:: Required work ::
With the pictures omitted, write out the entries that follow exactly as they stand.

Position identification records

++++++++++++++++++++

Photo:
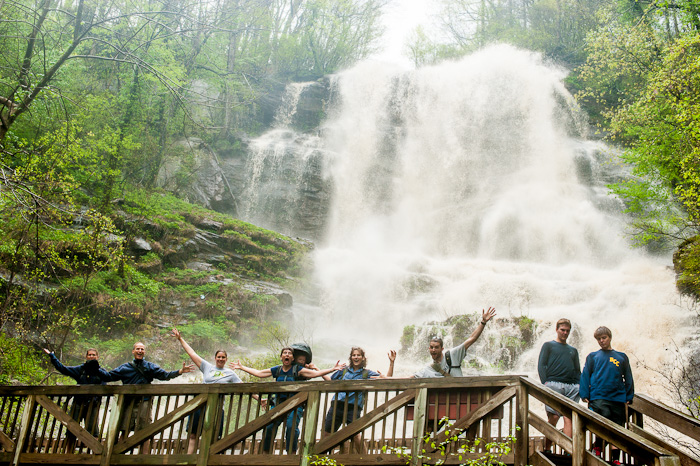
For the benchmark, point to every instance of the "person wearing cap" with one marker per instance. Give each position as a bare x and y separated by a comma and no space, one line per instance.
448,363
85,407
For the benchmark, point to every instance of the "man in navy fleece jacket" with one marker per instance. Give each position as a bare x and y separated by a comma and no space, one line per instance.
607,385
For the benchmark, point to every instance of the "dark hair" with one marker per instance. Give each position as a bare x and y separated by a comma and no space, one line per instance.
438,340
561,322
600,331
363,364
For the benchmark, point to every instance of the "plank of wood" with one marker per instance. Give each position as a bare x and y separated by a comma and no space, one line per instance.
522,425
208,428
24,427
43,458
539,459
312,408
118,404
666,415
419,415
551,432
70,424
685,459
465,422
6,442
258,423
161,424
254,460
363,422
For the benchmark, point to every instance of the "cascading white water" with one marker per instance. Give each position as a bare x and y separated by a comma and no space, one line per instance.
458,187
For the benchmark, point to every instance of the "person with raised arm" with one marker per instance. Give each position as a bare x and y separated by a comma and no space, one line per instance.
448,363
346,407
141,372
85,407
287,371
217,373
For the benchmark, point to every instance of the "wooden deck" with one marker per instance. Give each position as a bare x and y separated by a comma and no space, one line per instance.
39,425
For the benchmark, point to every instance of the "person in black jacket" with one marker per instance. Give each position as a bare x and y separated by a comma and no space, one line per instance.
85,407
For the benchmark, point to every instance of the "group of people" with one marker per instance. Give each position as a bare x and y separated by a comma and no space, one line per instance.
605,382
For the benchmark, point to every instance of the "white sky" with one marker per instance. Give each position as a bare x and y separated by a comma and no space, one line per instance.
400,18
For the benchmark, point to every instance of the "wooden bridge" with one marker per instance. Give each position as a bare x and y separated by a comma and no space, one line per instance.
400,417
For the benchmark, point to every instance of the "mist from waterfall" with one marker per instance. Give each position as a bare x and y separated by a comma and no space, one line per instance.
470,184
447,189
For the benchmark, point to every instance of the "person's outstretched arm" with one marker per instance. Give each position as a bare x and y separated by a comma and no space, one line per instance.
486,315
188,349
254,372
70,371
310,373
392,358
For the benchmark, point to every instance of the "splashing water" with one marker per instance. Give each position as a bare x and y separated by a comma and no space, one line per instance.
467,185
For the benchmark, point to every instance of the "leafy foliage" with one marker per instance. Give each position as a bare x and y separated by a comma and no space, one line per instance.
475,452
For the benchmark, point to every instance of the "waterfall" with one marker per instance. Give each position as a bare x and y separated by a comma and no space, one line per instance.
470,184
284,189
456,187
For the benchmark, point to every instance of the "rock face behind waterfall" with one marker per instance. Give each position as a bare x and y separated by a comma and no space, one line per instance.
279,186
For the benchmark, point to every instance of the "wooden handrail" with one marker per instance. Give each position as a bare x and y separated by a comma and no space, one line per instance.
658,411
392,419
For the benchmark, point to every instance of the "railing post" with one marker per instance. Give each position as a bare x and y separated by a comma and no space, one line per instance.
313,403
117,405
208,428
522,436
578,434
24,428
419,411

++++++++++++++++++++

:: Output ::
Photo:
For the benchmark, point to every instance of the "person wearing cap" with one marker per instance. Give each position as a bare x and y separated by a comma and no space, one line per instance.
448,363
85,407
For the benchmark, point to every instance of the "man in navy fleece jacket" with one marker per instance. Give each position as a bare x and y separated by a comma and no space, one line per instance.
607,385
For the benchmark, point to every instance of the "dark hair" with one marker per instance. Give each position as a bare x and y separated by a comma and no space, one line per instance.
438,340
561,322
600,331
363,364
For the benchmark, point to every instance of the "plank of wood" with one marker per instance. Give each position as a bare x and y separated by a comma and no space, one line per instance.
522,425
208,428
24,427
43,458
539,459
312,408
118,404
666,415
419,415
551,432
70,424
685,459
465,422
6,442
258,423
161,424
254,460
363,422
For the benchmark, point to every instance of the "cascading white water" with one marker per instance. Give each position as a bare x and y separated by a comma and no space, one line per instance.
458,187
For the benchmark, point to every instance of the "person with raised arm" with one marker per instance. Give each position as a bare x and y separated by a comma and no space, one line per instance.
448,363
346,407
141,372
85,407
287,371
217,373
For the benchmark, point to every instance of the "wooden deck" with one marker per instance. Give each position as a bare x and y separated by a comma and no space, one line per instance.
39,425
For the benchmark, point to every instance of the "person in black jacket" with one marker per instance. Give each position as a bare x and y separated by a comma and no space, one line per instance.
85,407
For the benchmark, point to every instance of the "group of people" with one marker per instance. Give each position as a bare x and y separated by a comma and no space, one line per instance.
605,382
For the benchmark, point to every instance of the "white sky" with one marker per instance. Give each position as a bare x and y separated by a comma and no space, one line per instance.
400,18
For the benchmark, point to every instance of the "wooden bridge" with one marker per instance. Give each position as a bare x and y separated by a comma and no space, one line per instance.
400,417
For the benchmark, point to every instance of the "mist from waterfall" with one marker per instance. Give each position as a bare x and y separated by a comma and no space, one line per instance.
470,184
447,189
For the benchmark, point to every instance of the "person's outstretched arm" with one marker per instance. Give each position as a bare x and y separated by a comma and no space, one line per instance.
486,315
188,349
254,372
70,371
310,373
392,358
For the benchmark, point to every instance of the "splashing water" with one marker per instance. Give each position as a bare x and y separated by a comma and no space, one line per instance.
467,185
For the benchmark, point to every instance of the "leafy foliage" with one marker per instance. Give each position as a bare x and y separated by a comma and no space, one line per instance.
475,452
For the benchmark, point to every instance of the "waterfall" with one marker per instance. Give each position as a bare x and y separated by a comma and no space, one line per instance.
470,184
284,189
456,187
For the benchmark, point to every instance of the "rock face behind waterfall" with one marker per instance. Give each position as a bare x and y separated by a comma and no space, one line per instance.
279,186
For the benchmark, point to every instance of the "wooden handrail" with one marker per instance. Give each position as a bare x and y separated by a comma and no space, one line per instance.
658,411
392,419
For the benchmark, point to every instance of the "railing post" with one marker per instance. Give each position as a bare x and y separated by a comma and no space, one line per instance.
313,403
117,405
208,428
522,436
578,434
24,428
419,411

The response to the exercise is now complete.